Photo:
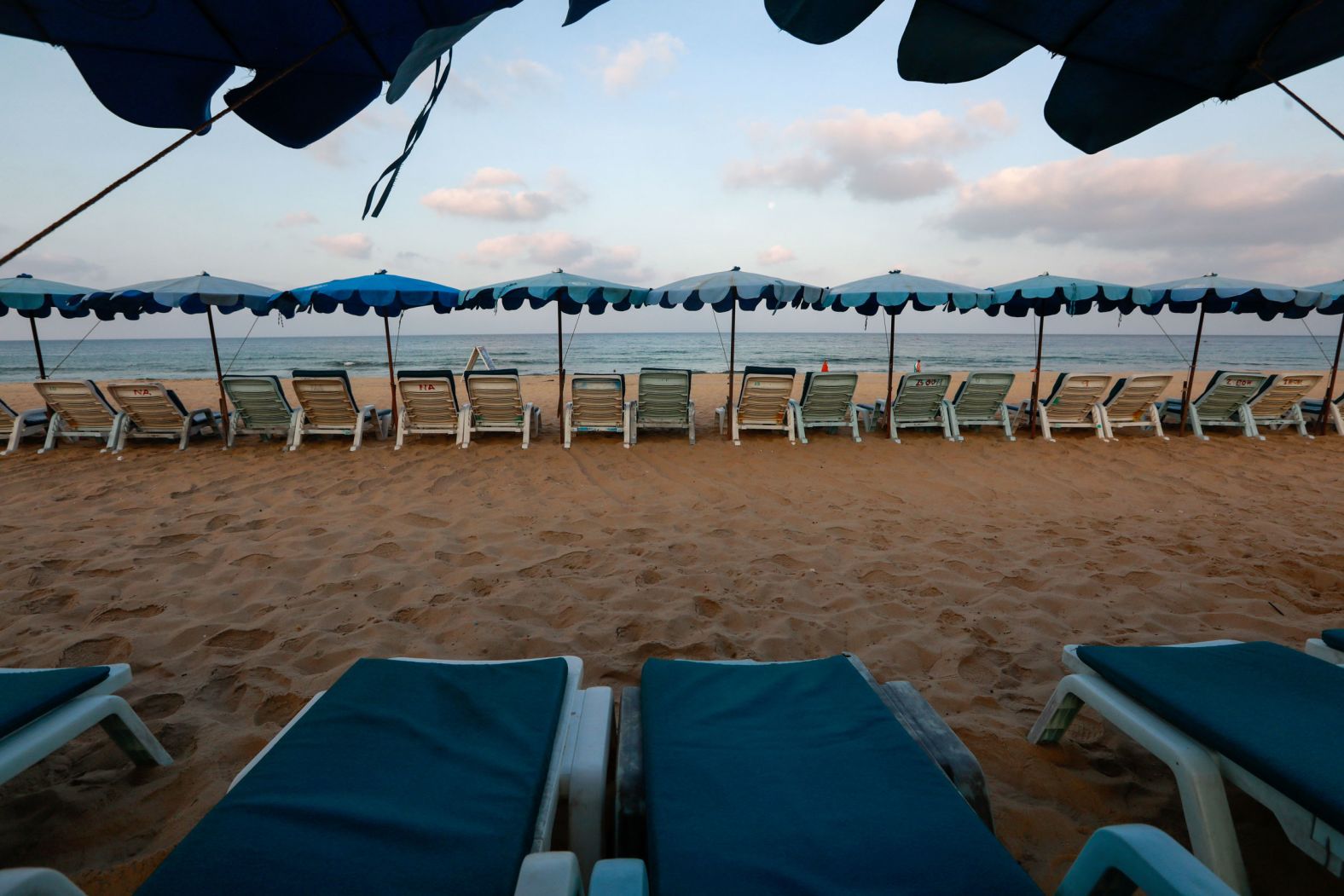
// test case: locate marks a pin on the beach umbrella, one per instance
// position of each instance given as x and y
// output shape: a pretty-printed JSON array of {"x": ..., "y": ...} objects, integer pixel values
[
  {"x": 726, "y": 291},
  {"x": 200, "y": 294},
  {"x": 893, "y": 293},
  {"x": 1127, "y": 66},
  {"x": 386, "y": 294},
  {"x": 1222, "y": 294},
  {"x": 1050, "y": 294},
  {"x": 32, "y": 298},
  {"x": 571, "y": 294}
]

YOUR INSTRUCTIONS: Restate the records above in full, word for word. Keep pictures out.

THE RESPONSE:
Photo:
// test case: locate marks a pin on the beach umbrella, one per instance
// position of each instance given as x and y
// output shape: a pretty-printed JSON array of {"x": ..., "y": ...} objects, integer pixel values
[
  {"x": 726, "y": 291},
  {"x": 200, "y": 294},
  {"x": 893, "y": 293},
  {"x": 1127, "y": 66},
  {"x": 386, "y": 294},
  {"x": 1222, "y": 294},
  {"x": 1050, "y": 294},
  {"x": 32, "y": 298},
  {"x": 571, "y": 294}
]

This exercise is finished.